MATERIAL PROVIDED →
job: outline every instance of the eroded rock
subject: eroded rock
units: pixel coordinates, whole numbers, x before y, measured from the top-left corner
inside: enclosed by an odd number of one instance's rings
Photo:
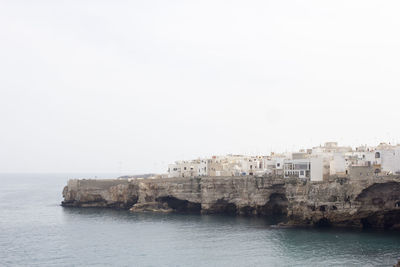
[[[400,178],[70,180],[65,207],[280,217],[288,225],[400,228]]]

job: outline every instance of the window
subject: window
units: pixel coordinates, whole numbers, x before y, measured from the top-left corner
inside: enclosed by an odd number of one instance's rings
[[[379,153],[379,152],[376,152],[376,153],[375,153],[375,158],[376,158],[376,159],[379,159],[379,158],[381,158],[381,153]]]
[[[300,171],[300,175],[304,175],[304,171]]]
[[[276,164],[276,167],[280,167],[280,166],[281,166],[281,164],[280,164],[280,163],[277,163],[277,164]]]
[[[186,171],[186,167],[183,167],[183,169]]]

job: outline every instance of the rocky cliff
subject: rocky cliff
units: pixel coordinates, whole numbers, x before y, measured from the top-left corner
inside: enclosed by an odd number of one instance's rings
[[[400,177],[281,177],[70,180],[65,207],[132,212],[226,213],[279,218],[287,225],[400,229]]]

==

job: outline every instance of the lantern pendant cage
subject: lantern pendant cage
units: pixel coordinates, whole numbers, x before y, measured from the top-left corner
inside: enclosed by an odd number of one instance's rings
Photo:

* * *

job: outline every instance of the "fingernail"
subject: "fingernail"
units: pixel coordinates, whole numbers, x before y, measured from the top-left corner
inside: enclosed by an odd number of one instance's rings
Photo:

EXERCISE REQUIREMENTS →
The answer should consist only of the lines above from the one with "job: outline every instance of the eroded" through the one with "subject: window", repeated exactly, with no pictures among them.

ANSWER BELOW →
job: outline every instance of the eroded rock
subject: eroded rock
units: pixel coordinates, whole numbers, x before y, measured from the top-left corner
inside: enclosed by an odd number of one instance's rings
Photo:
[[[400,178],[70,180],[65,207],[280,217],[288,225],[400,228]]]

job: outline every instance of the window
subject: window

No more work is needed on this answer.